§ Extrait:
+++
Pollution Des crétins sont allés verser de l’huile de vidange sur des livres, dans une librairie de province. Le prétexte ? Un colloque sur « la nuit sexuelle », titre d’un livre publié bientôt de Pascal Quignard (1). Il y avait aussi, pour chauffer les esprits fragiles, des projections de films d’Oshima et de Pasolini. Le problème est que tout ça avait lieu dans une moitié d’abbaye, l’autre moitié étant occupée par des moines. Une pollution nocturne des moines? Impossible. Un commando intégriste situationniste? Qui sait? Après tout, Dieu a ses dévots, souvent commandés par le Diable.
+++
§ Jeu de données:
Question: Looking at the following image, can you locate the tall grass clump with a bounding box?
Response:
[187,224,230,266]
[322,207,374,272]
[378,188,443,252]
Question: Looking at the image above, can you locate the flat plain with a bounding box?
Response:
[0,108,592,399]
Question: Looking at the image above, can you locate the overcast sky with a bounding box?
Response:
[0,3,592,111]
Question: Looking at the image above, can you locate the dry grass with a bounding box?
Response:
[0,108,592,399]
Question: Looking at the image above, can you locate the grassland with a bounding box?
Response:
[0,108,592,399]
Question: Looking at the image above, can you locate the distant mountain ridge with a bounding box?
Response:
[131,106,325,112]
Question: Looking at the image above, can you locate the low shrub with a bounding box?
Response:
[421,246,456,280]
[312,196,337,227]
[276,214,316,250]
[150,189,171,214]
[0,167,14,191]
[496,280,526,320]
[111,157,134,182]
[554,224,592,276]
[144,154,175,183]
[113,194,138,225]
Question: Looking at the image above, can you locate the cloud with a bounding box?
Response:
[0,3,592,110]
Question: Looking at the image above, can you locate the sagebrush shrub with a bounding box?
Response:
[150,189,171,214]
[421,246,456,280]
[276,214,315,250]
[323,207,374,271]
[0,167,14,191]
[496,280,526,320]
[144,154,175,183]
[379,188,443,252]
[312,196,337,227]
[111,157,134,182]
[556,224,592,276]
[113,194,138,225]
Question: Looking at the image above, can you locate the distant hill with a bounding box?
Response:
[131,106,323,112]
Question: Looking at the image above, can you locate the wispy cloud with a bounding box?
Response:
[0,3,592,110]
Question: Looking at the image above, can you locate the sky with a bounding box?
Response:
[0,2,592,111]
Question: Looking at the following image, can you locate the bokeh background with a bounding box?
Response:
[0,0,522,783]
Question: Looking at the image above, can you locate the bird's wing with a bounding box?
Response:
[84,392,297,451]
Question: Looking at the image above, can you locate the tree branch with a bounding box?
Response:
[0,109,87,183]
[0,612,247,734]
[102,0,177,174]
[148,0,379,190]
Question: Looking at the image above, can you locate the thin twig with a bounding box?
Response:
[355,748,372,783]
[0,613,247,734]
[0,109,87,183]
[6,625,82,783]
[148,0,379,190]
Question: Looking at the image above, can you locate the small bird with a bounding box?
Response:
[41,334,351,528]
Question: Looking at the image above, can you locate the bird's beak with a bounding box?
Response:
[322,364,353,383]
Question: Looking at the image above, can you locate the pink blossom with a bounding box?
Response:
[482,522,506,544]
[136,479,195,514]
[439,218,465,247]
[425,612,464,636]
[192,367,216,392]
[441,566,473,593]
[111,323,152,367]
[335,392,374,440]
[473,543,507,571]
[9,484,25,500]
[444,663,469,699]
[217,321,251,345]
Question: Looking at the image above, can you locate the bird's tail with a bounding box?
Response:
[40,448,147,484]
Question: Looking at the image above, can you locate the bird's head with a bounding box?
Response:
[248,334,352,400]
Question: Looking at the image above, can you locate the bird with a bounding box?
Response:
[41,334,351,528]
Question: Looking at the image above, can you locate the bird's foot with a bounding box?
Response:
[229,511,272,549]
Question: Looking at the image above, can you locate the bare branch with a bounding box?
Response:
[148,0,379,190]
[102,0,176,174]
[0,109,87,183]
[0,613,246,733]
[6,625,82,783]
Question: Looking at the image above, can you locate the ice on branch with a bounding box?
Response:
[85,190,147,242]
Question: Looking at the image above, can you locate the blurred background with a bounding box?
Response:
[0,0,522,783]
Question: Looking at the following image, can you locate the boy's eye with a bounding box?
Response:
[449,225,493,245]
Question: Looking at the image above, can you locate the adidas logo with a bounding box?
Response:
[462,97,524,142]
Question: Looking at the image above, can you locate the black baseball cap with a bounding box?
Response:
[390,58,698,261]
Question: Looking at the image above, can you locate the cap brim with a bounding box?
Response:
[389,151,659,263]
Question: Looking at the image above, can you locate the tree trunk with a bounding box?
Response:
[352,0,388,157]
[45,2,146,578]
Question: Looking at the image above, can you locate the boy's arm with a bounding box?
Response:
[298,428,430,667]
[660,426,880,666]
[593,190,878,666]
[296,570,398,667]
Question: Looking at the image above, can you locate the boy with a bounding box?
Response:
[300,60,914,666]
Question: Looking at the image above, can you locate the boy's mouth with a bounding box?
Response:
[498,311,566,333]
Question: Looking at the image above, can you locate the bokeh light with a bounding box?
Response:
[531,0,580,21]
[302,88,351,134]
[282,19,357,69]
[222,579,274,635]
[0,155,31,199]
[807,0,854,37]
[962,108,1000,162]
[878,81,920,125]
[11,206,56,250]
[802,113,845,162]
+++
§ Consignes: Restituez l'extrait en entier, mot pour mot. Ces items n'ont aucun lien avec l'extrait.

§ Réponse attendue:
Pollution Des crétins sont allés verser de l’huile de vidange sur des livres, dans une librairie de province. Le prétexte ? Un colloque sur « la nuit sexuelle », titre d’un livre publié bientôt de Pascal Quignard (1). Il y avait aussi, pour chauffer les esprits fragiles, des projections de films d’Oshima et de Pasolini. Le problème est que tout ça avait lieu dans une moitié d’abbaye, l’autre moitié étant occupée par des moines. Une pollution nocturne des moines? Impossible. Un commando intégriste situationniste? Qui sait? Après tout, Dieu a ses dévots, souvent commandés par le Diable.